EXERCISE PROMPT.
Write the lines below as a JSON list of strings, one string per line with blank lines left out. Include only the stretch that opens with the line containing "the metal floodlight pole" and closes with the very last line.
--- begin DATA ---
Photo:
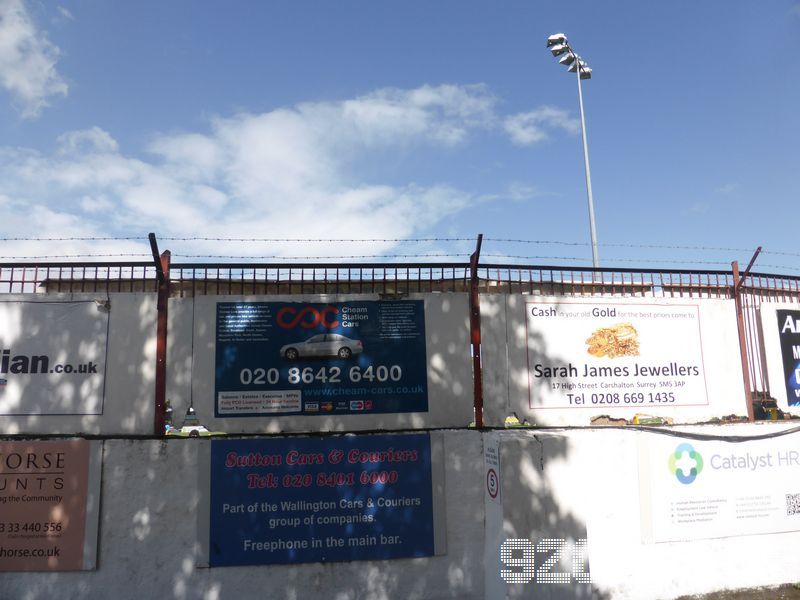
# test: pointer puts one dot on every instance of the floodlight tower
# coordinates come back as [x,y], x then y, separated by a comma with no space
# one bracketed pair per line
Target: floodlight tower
[558,45]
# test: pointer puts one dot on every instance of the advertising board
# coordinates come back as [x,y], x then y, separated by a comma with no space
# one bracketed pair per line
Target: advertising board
[693,489]
[604,355]
[789,336]
[276,501]
[355,357]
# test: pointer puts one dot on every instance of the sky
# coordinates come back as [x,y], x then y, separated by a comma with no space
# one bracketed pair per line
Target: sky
[406,127]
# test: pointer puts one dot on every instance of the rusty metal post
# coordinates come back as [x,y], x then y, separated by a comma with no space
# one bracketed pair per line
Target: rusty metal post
[475,332]
[162,271]
[737,296]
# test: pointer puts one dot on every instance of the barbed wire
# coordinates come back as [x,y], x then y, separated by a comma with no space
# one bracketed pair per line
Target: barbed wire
[394,240]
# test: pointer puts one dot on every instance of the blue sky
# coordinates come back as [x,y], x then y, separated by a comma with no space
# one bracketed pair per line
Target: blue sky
[402,120]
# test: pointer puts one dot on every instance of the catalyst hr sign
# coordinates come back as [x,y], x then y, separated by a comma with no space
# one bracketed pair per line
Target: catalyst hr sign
[699,489]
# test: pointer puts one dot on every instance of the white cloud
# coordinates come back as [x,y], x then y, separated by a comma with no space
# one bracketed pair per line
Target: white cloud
[727,188]
[290,172]
[532,127]
[27,60]
[293,172]
[86,141]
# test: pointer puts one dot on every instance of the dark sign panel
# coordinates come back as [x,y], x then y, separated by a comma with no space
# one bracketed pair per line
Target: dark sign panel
[315,359]
[789,335]
[277,501]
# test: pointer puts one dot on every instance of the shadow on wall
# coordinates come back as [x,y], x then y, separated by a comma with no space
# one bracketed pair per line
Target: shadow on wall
[532,484]
[531,344]
[148,539]
[56,352]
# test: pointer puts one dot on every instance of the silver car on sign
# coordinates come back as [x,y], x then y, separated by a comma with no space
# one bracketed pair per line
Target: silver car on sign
[323,345]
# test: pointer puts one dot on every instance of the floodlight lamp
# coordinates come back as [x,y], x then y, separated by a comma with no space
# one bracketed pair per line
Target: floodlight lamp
[567,60]
[574,66]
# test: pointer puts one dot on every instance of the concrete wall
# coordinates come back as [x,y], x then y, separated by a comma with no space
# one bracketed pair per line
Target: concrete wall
[510,344]
[191,359]
[148,540]
[585,484]
[126,402]
[553,484]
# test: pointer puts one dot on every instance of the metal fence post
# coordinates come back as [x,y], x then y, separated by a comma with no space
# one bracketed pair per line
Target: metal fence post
[162,271]
[475,332]
[737,296]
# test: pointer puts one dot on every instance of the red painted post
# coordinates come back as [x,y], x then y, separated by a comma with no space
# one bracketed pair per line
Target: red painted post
[161,347]
[737,295]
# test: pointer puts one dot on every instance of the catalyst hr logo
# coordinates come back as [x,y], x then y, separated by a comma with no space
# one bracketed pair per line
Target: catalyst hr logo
[685,463]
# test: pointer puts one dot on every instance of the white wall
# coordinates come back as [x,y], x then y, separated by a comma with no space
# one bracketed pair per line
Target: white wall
[509,345]
[191,358]
[585,484]
[127,404]
[557,484]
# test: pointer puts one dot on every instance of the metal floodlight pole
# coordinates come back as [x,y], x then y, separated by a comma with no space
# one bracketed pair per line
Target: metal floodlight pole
[558,45]
[592,230]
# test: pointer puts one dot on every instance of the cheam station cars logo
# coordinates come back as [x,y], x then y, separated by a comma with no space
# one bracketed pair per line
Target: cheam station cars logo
[685,463]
--- end DATA ---
FINISHED TASK.
[
  "# test: pointer puts one dot on every instance of the metal floodlight pole",
  "# coordinates come back as [x,y], x then y, separated by a comma with no space",
  "# one bracketed pair per line",
  "Target: metal floodlight pole",
  "[558,45]",
  "[592,230]",
  "# test: pointer puts one dot on every instance of the cheam station cars logo",
  "# coordinates come back as [x,y], x then y, separated by a comma with no space",
  "# one bracketed pair per line",
  "Target: cheam station cars logo",
  "[685,463]"
]